Write out the listing below word for word, starting at its very first line and ending at the line containing "positive clicks: (133, 1033)", with both of those lines included.

Dataset excerpts

- - - - - - -

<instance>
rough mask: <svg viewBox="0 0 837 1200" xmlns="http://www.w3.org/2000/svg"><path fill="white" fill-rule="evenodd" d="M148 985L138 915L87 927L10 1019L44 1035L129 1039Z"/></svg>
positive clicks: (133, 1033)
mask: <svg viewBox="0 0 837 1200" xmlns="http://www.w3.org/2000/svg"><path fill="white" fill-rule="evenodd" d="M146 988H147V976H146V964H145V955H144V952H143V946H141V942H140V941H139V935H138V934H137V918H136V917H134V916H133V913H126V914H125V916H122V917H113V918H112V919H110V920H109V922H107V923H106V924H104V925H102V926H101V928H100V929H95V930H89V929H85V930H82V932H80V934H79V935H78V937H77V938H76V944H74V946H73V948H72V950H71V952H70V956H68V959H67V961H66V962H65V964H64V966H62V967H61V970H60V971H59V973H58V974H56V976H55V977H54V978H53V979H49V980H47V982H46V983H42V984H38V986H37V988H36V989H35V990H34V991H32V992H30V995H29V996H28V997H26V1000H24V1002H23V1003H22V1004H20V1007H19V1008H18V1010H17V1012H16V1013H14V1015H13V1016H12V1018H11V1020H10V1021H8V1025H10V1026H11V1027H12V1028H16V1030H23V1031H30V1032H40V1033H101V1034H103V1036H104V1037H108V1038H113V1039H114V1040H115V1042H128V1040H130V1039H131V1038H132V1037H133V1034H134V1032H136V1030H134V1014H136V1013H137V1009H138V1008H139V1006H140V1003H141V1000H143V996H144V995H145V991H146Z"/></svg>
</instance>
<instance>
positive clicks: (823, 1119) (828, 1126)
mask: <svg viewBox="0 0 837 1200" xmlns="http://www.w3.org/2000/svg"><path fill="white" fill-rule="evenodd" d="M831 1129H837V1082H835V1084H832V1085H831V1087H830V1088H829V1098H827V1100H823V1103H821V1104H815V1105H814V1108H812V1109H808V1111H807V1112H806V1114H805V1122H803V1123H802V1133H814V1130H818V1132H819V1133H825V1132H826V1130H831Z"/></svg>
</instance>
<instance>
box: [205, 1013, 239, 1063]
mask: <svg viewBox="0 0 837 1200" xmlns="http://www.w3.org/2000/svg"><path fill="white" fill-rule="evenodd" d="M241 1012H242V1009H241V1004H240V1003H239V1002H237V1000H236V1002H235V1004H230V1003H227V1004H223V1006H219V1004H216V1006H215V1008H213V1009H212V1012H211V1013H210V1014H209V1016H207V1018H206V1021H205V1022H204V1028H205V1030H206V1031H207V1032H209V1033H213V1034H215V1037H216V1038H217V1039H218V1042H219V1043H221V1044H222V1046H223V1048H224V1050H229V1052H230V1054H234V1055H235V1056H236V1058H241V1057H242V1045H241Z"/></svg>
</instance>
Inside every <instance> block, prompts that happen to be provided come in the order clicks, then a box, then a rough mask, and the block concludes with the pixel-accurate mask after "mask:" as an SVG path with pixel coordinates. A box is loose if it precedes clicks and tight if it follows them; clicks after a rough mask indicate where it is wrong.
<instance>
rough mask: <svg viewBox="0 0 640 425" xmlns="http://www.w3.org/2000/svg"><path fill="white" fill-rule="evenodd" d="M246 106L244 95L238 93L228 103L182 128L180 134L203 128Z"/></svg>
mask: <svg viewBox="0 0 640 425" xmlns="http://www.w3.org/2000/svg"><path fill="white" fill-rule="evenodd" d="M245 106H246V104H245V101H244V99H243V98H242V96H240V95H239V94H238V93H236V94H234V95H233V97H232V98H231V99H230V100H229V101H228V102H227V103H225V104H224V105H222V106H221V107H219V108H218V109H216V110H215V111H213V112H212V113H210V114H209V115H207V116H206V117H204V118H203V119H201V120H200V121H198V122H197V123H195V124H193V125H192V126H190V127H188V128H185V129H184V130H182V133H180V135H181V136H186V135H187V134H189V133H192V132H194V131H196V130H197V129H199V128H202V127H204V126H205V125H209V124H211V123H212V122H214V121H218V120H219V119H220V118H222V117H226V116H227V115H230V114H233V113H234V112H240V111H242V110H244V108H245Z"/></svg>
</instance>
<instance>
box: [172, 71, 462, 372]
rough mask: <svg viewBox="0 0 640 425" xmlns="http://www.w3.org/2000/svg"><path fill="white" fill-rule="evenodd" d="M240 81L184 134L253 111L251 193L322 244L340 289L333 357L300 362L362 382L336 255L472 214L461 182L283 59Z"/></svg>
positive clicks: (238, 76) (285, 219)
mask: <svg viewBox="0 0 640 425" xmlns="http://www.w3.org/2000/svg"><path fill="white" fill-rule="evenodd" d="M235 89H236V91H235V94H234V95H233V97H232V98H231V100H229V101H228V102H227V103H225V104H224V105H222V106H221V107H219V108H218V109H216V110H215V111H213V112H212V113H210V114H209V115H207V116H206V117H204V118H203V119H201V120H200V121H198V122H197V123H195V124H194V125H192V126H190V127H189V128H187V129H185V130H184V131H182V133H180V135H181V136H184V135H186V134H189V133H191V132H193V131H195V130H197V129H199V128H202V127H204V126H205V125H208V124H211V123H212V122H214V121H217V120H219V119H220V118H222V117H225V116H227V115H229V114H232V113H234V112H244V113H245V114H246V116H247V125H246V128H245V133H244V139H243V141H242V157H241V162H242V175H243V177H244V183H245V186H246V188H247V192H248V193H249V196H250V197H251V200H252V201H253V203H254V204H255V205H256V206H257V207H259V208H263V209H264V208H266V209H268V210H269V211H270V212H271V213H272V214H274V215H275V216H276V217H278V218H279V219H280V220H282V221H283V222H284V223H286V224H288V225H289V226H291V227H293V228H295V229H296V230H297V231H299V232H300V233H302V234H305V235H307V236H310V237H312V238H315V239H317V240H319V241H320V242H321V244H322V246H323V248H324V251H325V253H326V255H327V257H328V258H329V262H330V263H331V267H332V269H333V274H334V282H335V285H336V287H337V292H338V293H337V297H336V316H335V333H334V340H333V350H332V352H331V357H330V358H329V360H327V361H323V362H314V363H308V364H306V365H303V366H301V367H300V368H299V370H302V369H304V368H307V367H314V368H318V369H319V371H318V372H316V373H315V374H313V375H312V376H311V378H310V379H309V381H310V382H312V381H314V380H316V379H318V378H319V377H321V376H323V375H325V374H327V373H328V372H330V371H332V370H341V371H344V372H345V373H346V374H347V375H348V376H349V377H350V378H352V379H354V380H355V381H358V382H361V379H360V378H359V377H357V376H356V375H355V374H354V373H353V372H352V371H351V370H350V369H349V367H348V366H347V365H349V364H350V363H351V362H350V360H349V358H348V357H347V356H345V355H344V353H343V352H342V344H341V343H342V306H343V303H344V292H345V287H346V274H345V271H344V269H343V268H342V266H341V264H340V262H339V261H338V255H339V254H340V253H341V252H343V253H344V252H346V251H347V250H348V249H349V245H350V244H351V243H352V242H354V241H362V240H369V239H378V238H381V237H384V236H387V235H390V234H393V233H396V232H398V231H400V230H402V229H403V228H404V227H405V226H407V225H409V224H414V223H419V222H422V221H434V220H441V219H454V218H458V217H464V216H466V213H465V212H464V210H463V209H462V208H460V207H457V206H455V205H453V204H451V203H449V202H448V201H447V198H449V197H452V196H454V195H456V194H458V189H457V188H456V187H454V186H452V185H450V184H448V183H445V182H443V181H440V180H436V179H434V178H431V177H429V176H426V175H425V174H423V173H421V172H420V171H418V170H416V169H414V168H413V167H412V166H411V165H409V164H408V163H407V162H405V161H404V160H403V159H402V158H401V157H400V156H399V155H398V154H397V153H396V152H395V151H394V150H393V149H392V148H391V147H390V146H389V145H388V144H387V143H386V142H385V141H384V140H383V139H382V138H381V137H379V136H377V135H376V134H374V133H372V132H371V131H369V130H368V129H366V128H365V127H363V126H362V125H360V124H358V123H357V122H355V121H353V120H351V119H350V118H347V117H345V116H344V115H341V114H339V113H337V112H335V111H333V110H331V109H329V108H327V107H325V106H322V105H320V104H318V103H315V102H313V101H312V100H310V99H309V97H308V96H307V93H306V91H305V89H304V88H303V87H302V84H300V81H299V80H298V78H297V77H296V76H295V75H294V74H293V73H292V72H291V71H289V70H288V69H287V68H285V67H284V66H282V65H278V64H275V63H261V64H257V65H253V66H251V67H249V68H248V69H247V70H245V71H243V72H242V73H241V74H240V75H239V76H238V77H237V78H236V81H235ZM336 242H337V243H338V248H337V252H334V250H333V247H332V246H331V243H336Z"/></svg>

- - - - - - -

Result below
<instance>
rough mask: <svg viewBox="0 0 837 1200" xmlns="http://www.w3.org/2000/svg"><path fill="white" fill-rule="evenodd" d="M148 985L138 915L87 927L10 1019L44 1035L129 1039Z"/></svg>
positive clicks: (133, 1033)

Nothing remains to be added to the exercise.